→ DIRECTIONS:
Reproduce each of the entries below word for word, keeping every line in its original order.

··········

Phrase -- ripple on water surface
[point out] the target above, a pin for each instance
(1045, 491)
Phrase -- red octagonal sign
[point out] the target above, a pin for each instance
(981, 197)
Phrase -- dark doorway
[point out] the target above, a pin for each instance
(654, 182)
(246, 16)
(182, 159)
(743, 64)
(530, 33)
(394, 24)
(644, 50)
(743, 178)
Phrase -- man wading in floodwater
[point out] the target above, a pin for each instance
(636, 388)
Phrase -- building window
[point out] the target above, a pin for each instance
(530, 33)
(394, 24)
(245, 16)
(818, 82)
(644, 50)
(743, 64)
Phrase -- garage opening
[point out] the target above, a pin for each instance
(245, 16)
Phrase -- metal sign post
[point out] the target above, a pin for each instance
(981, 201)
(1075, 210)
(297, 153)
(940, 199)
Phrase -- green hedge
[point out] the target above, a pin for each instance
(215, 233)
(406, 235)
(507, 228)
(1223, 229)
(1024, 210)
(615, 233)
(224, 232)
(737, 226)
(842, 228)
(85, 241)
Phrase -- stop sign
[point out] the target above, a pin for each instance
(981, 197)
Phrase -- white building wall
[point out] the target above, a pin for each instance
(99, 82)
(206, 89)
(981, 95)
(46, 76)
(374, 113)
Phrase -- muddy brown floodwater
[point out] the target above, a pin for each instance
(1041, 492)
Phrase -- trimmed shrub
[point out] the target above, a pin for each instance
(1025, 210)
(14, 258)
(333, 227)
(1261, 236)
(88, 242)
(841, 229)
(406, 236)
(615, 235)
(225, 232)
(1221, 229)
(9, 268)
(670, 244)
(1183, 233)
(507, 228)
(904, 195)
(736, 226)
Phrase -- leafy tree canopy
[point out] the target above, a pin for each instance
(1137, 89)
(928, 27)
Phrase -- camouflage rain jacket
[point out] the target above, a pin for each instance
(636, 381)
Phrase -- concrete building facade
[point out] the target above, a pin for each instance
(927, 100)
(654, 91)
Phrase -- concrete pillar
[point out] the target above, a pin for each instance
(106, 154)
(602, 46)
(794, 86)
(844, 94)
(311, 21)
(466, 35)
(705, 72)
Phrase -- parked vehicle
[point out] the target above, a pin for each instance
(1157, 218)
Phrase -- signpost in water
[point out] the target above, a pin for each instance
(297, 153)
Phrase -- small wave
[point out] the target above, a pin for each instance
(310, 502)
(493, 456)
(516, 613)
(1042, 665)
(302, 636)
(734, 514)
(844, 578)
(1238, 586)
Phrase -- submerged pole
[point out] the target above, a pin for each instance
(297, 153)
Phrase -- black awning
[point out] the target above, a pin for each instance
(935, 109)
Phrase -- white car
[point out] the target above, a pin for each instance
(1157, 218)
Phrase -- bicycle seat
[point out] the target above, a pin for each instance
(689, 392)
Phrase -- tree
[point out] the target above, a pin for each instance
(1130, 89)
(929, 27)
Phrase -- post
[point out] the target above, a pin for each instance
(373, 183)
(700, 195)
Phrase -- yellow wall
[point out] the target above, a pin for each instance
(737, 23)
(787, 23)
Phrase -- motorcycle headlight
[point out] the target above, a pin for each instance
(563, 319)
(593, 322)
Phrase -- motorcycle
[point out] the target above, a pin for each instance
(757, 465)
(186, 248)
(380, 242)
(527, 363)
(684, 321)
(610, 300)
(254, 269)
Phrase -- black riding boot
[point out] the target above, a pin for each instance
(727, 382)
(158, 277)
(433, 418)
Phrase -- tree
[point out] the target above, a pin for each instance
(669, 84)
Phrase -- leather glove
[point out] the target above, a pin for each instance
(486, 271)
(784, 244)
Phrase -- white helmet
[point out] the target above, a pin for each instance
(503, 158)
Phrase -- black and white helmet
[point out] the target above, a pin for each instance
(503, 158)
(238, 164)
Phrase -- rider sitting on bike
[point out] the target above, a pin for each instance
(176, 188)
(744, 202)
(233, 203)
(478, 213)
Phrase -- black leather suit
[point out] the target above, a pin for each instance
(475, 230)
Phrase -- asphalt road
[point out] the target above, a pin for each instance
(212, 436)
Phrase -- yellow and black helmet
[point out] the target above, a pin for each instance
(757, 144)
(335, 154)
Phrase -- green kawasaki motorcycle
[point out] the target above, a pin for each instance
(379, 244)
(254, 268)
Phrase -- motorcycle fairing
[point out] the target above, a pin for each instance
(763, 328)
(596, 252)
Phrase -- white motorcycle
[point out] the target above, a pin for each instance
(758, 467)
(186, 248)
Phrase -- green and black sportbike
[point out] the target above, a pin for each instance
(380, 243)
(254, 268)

··········

→ CORRECT OUTPUT:
Phrase -- ripple on water surface
[point out] the target above, a pin for each instance
(1045, 491)
Phrase -- red octagonal sign
[point out] the target above, a pin for each instance
(981, 197)
Phrase -- dark doorway
[point out] the target above, a pin for each instance
(654, 182)
(246, 16)
(182, 159)
(743, 64)
(530, 33)
(394, 24)
(644, 50)
(743, 178)
Phrase -- man wading in floodwater
[point out] the target above, a pin for each instance
(636, 388)
Phrase -- building window
[point out] the target above, a pin for each instance
(530, 33)
(394, 24)
(245, 16)
(818, 82)
(644, 50)
(743, 64)
Phrase -- garage opening
[point out] the target above, a pin for each instance
(245, 16)
Phrase -- metal sign post
[point out] the target above, a pin for each instance
(981, 201)
(1075, 210)
(297, 153)
(940, 199)
Phrase -- green hedge
[point out] the target above, a pin for each instance
(215, 233)
(406, 235)
(507, 228)
(1223, 229)
(1024, 210)
(615, 233)
(224, 232)
(737, 226)
(842, 228)
(85, 241)
Phrase -- stop sign
[point out] the target above, a pin for each instance
(981, 197)
Phrase -- white building wall
[point out] the target above, a pin for each instance
(99, 82)
(206, 89)
(981, 95)
(46, 76)
(374, 113)
Phrase -- muddy brown floodwater
[point out] the target above, a pin for each instance
(1041, 492)
Phrase -- trimmed shrub
[point out] the target above, a pin for each instance
(1025, 210)
(14, 258)
(333, 227)
(1261, 236)
(88, 242)
(841, 229)
(406, 236)
(615, 235)
(225, 232)
(1221, 229)
(9, 268)
(670, 244)
(1183, 233)
(507, 228)
(904, 195)
(736, 226)
Phrase -- leafy tree canopy
[point out] the target above, a pin for each instance
(1137, 89)
(928, 27)
Phrase -- camouflage rain jacket
[point out] the target above, a pin for each instance
(636, 381)
Phrase -- concrete building facade
[point out] the target above, a pin for each instance
(927, 100)
(654, 91)
Phrase -- concrete pillar
[point out] the target above, a pin for each instance
(106, 154)
(602, 46)
(794, 86)
(844, 94)
(311, 21)
(466, 35)
(705, 72)
Phrase -- parked vehicle
[point out] the target above, a pin for each instance
(1157, 218)
Phrase -- signpost in water
[point out] the target above, a pin for each instance
(297, 153)
Phrase -- small wave
[point out] the target above, a pin for each instance
(310, 502)
(493, 456)
(516, 613)
(1042, 665)
(302, 636)
(734, 514)
(844, 578)
(1238, 586)
Phrase -- submerged pole
[point out] the target above, a pin for each instance
(297, 153)
Phrase -- black awning
[point out] the target above, a pin for each instance
(935, 109)
Phrase -- white car
[point out] the target above, a pin for each instance
(1157, 218)
Phrase -- bicycle seat
[point out] the target above, a pin for each instance
(689, 392)
Phrase -- tree
[point out] the target above, a pin for each instance
(1130, 89)
(929, 27)
Phrase -- post
[point out] the target above, a pin for each instance
(373, 183)
(700, 195)
Phrase -- yellow wall
[point out] the target above, a pin for each instance
(737, 23)
(787, 23)
Phrase -- motorcycle headlight
[point out] the target above, a pin for each instance
(563, 319)
(593, 322)
Phrase -- motorcycle
[point out] the target above, a pin for each instance
(757, 465)
(186, 248)
(380, 242)
(527, 363)
(684, 321)
(610, 300)
(254, 269)
Phrase -- black riding boot
[point out] the target above, a pin for each instance
(727, 382)
(158, 277)
(433, 418)
Phrase -- tree
[point out] the target above, a pin for each instance
(669, 84)
Phrase -- leather glove
[point out] the target above, a pin for each instance
(486, 271)
(784, 244)
Phrase -- white helmet
[point out] the target above, a pin for each instance
(503, 158)
Phrase -- black and white helmet
[point out] the target above, a pin for each instance
(503, 158)
(238, 164)
Phrase -- rider sitting on bike
[point out] the target above, a pin for each instance
(176, 188)
(744, 202)
(233, 203)
(478, 213)
Phrase -- black leather suit
[point out] the target above, a pin for each instance
(475, 230)
Phrase -- asphalt road
[point out] the target above, a pin for each instance
(212, 436)
Phrase -- yellow and black helmet
[point out] the target above, a pin for each instance
(757, 144)
(335, 154)
Phrase -- green kawasaki motorcycle
[point out] the target above, a pin for each instance
(379, 244)
(254, 268)
Phrase -- motorcycle fairing
[point out] the target above, a pin for each instance
(763, 328)
(596, 252)
Phrase -- white motorcycle
[point out] the target above, a pin for each instance
(758, 467)
(186, 248)
Phrase -- green and black sportbike
[point out] the target above, a pin for each instance
(380, 243)
(254, 268)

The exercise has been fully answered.